[BEGIN Record list]

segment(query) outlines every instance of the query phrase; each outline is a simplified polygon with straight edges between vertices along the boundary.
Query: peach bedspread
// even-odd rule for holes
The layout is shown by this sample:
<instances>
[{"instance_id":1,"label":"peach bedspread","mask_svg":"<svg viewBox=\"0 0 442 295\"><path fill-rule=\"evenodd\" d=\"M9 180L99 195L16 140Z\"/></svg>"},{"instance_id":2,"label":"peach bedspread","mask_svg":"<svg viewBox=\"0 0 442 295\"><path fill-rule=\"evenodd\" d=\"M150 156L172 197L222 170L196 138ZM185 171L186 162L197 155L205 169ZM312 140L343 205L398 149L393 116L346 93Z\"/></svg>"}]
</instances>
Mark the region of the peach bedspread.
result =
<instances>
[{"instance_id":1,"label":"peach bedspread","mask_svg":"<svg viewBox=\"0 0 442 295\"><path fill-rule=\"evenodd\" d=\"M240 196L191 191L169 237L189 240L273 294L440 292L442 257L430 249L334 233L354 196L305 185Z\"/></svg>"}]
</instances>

[END Record list]
[BEGIN Record list]

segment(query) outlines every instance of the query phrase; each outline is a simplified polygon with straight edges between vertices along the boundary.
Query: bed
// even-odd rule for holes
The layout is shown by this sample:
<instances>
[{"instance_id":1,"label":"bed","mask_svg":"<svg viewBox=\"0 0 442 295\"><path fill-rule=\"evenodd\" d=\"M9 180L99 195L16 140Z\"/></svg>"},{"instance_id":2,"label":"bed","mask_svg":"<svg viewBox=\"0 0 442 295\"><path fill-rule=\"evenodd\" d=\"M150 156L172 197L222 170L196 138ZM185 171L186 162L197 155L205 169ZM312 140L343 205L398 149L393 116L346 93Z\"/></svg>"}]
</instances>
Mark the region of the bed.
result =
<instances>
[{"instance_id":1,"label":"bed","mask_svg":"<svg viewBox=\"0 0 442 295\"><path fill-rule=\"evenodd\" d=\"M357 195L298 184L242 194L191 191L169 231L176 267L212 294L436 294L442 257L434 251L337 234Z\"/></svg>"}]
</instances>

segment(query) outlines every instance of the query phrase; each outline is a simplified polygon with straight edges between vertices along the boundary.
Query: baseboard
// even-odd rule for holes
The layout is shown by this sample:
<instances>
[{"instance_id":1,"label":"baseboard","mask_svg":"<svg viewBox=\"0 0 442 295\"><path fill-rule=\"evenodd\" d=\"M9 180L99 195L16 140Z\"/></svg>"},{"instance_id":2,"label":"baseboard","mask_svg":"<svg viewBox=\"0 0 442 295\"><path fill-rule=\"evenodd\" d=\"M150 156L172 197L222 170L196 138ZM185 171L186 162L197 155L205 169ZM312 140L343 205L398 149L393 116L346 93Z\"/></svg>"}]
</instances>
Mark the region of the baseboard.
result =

[END Record list]
[BEGIN Record list]

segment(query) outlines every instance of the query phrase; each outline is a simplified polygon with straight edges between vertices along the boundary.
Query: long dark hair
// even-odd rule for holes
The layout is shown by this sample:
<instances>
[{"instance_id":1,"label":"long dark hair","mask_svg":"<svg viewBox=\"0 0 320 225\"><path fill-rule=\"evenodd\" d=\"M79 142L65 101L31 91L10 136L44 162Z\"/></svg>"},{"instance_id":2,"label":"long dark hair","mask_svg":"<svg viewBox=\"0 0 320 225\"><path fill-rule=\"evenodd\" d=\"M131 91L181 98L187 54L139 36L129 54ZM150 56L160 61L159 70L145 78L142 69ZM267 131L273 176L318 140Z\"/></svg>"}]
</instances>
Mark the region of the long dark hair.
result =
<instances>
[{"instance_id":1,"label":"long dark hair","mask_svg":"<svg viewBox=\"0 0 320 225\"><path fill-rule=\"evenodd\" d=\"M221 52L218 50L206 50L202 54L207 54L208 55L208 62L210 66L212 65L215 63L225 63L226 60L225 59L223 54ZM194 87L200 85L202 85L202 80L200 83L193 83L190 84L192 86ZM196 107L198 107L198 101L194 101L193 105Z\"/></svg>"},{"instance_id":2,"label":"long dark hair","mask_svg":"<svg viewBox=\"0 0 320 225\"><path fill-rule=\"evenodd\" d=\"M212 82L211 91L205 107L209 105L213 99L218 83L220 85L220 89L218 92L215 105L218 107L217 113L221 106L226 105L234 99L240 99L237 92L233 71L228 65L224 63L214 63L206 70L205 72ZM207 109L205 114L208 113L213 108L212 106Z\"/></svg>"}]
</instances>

[END Record list]

Pull out every line in the listing above that contains the word "baseboard", and copy each one in full.

**Answer below:**
Query: baseboard
[{"instance_id":1,"label":"baseboard","mask_svg":"<svg viewBox=\"0 0 442 295\"><path fill-rule=\"evenodd\" d=\"M9 180L99 195L16 140Z\"/></svg>"},{"instance_id":2,"label":"baseboard","mask_svg":"<svg viewBox=\"0 0 442 295\"><path fill-rule=\"evenodd\" d=\"M150 156L172 197L222 170L196 138ZM185 171L186 162L197 155L205 169ZM312 140L343 205L398 149L393 116L346 93Z\"/></svg>"}]
Mark the region of the baseboard.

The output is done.